Entries from a point annotation set
────────

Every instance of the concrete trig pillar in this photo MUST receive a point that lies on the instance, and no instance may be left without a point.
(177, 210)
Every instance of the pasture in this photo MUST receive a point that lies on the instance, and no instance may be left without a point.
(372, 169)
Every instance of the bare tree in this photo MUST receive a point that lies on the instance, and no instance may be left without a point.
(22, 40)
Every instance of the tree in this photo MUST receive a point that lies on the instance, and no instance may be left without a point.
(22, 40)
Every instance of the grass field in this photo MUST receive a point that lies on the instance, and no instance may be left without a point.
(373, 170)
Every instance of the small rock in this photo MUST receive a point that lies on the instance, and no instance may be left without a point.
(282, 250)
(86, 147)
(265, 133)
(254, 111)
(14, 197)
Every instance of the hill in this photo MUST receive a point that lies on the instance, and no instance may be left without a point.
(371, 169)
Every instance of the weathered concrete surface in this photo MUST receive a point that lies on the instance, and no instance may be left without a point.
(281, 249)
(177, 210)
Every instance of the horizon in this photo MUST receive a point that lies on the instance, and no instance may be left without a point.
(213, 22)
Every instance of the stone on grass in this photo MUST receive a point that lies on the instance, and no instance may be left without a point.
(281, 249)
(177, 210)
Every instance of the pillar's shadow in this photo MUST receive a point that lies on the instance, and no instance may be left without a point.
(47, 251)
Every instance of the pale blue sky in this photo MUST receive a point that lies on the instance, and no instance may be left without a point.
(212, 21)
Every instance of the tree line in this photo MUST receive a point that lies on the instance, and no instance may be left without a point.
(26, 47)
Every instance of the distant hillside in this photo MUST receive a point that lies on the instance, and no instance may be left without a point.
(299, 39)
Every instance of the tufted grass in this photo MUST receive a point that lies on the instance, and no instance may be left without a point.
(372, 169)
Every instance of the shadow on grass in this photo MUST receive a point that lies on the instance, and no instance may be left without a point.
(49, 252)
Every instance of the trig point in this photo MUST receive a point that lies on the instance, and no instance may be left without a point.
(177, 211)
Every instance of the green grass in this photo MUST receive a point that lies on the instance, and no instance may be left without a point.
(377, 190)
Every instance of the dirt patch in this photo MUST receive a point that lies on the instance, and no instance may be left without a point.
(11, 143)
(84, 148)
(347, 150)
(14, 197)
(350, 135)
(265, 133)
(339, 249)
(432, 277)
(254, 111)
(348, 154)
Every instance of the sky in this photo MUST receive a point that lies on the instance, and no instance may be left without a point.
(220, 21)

────────

EXERCISE DIRECTIONS
Retype all of the entries precisely as they are.

SOLUTION FOR THIS TASK
Every instance of the concrete trig pillar in this photo MUST receive a point that lies on the instance, and no instance may be left without a point.
(177, 210)
Every instance of the pasture in this photo MUST receive a point that lies on the instance, and no instance may be left without a point.
(372, 169)
Every instance of the bare tree in this photo MUST receive a point that lies on the instance, and no instance may be left without a point.
(22, 40)
Every instance of the tree in this photo MUST receive a point that lies on the instance, and no instance may be left without a point.
(22, 40)
Every instance of the grass field in this photo MUST receive a point that lies on the instance, and no instance may be left without a point.
(373, 170)
Every instance of the small rock in this photo MUST receive a point that lies on the instance, and no instance may be left without a point.
(282, 250)
(86, 147)
(265, 133)
(254, 111)
(14, 197)
Every instance of the hill in this photo MUST receive a point that lies on the instance, and no instance may be left without a point.
(371, 169)
Every instance of the weathered concrete surface in this photo MUST receive a point that lies on the instance, and no instance may be left without a point.
(281, 249)
(177, 210)
Every instance of the horizon in this photo MUST receive a point that lies on the instance, and no instance may be left without a point.
(213, 22)
Every instance of the stone on grass in this photo MUST receive a point that lies on the instance, and no instance may be left without a point.
(281, 249)
(177, 210)
Every instance of the pillar's shadow in this photo MUST receive a point that lies on the instance, and no instance may be left without a point.
(47, 251)
Every instance of the pale blue sky in this photo MUST receive a point that lies on the instance, and no instance may be left without a point.
(212, 21)
Every instance of the tree line in this photo MUST receive a point that lies on the instance, and no instance may be left without a point.
(26, 47)
Every instance of the distant hillside in this photo MUST receive a point that lies on the instance, and no instance may be left without a point.
(299, 39)
Every instance of the tufted grass in this photo MUST receive a point that lies on the instance, and no instance may be left without a point.
(372, 169)
Every instance of the shadow on grass in this photo MUST receive a point that lies on the instance, and no instance may be left without a point.
(49, 252)
Every instance of the trig point in this photo MUST receive a point that lies on the instance, and no instance may be left without a point.
(177, 211)
Every instance of the green grass in this photo MUST receive a point that lies on the instance, and no instance may be left without a point.
(377, 190)
Every instance of the dirt patch in this photo MUST receive a point that lies on the instance, and no instance may be left without a point.
(11, 143)
(84, 148)
(347, 150)
(14, 197)
(350, 135)
(265, 133)
(339, 249)
(432, 277)
(254, 111)
(348, 154)
Every instance of the sky in this photo MUST receive a point that lies on the instance, and no instance may be left without a point.
(220, 21)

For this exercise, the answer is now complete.